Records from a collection
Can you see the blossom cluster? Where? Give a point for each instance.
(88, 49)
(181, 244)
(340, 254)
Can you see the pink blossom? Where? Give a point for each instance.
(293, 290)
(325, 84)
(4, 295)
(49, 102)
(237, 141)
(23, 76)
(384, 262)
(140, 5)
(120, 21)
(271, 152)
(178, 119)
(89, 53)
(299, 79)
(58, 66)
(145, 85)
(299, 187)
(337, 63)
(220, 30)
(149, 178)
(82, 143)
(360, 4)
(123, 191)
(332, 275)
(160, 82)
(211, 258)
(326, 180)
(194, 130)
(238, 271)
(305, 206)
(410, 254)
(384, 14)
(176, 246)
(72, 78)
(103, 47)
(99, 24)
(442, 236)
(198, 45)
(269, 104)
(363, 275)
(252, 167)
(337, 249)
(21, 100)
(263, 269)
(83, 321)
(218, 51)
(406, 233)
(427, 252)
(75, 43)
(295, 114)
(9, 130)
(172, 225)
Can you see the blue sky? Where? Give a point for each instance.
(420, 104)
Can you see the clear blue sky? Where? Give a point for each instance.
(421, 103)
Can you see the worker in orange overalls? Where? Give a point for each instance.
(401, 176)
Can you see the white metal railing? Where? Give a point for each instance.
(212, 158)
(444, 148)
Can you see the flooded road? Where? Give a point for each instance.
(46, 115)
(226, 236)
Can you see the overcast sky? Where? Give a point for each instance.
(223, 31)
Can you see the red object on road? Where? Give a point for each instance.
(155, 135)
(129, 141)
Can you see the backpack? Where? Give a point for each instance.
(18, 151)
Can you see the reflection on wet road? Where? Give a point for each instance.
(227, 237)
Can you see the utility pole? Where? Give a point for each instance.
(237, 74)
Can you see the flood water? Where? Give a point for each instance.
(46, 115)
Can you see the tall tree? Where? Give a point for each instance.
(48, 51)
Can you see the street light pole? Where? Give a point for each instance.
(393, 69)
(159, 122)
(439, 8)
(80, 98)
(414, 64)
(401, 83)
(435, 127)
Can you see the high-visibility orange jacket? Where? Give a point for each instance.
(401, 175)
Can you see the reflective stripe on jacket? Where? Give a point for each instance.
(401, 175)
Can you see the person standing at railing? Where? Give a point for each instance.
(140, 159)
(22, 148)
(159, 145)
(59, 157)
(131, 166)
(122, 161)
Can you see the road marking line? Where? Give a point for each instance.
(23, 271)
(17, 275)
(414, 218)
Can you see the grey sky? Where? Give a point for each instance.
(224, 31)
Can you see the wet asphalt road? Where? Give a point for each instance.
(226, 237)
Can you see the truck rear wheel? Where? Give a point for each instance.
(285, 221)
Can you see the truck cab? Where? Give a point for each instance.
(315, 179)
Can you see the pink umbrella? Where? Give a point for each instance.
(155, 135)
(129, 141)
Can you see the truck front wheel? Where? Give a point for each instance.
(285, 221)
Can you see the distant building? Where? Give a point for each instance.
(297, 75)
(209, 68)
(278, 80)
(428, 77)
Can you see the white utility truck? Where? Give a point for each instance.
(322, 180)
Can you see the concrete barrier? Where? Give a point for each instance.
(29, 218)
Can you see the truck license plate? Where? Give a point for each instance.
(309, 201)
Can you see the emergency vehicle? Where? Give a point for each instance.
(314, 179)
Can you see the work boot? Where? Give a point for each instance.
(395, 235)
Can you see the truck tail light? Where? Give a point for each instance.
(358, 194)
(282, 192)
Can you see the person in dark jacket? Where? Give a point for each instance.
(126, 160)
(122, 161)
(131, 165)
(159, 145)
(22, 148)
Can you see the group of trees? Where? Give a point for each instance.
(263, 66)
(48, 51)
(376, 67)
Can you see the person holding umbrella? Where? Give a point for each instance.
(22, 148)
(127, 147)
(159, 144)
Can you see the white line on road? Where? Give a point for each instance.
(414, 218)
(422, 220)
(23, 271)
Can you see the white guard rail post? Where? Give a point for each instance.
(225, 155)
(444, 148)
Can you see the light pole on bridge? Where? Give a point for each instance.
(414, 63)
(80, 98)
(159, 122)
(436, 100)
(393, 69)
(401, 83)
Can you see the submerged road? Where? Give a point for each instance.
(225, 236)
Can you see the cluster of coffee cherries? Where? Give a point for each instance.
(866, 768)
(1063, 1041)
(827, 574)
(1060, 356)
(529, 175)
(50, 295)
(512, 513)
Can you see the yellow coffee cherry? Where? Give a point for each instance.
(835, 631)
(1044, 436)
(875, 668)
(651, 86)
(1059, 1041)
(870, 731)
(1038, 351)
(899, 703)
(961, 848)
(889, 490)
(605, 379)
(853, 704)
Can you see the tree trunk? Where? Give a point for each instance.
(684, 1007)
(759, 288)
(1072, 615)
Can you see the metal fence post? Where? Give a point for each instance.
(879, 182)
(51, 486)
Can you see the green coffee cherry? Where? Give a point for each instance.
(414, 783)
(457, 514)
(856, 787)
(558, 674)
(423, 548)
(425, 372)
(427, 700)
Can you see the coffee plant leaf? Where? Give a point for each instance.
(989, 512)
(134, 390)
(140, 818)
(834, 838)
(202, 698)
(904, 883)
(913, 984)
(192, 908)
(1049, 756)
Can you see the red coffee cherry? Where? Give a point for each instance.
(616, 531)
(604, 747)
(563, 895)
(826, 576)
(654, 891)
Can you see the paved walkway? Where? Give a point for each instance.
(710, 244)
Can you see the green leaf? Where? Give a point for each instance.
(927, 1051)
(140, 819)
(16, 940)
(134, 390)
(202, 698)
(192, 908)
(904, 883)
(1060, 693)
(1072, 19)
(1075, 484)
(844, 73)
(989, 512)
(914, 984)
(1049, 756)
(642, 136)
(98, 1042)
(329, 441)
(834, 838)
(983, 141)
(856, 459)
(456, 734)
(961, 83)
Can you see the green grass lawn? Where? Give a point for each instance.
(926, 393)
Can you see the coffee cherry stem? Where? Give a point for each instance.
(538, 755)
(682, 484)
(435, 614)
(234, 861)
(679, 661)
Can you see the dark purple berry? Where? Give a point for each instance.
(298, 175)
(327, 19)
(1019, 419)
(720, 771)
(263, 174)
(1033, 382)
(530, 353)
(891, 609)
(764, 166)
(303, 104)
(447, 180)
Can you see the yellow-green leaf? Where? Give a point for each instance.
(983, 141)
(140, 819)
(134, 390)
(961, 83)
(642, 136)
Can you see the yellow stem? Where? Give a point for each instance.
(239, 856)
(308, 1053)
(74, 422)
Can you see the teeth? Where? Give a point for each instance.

** PROBLEM DESCRIPTION **
Write out the records, unchanged, from the line with "Can you see the dark" through the end of the records.

** FULL RESPONSE **
Can you see the dark purple berry? Where? Give a point for each instance.
(298, 175)
(327, 19)
(1019, 419)
(720, 771)
(263, 174)
(1033, 382)
(530, 353)
(891, 609)
(764, 166)
(303, 104)
(447, 180)
Can you see the yellow-green leaf? Where? Give a point for each instance.
(983, 141)
(140, 819)
(134, 390)
(961, 83)
(642, 136)
Can you see the yellow stem? Where? Give a point for each instance.
(239, 856)
(308, 1053)
(74, 422)
Can you see the teeth? Where? Give a point for each instance.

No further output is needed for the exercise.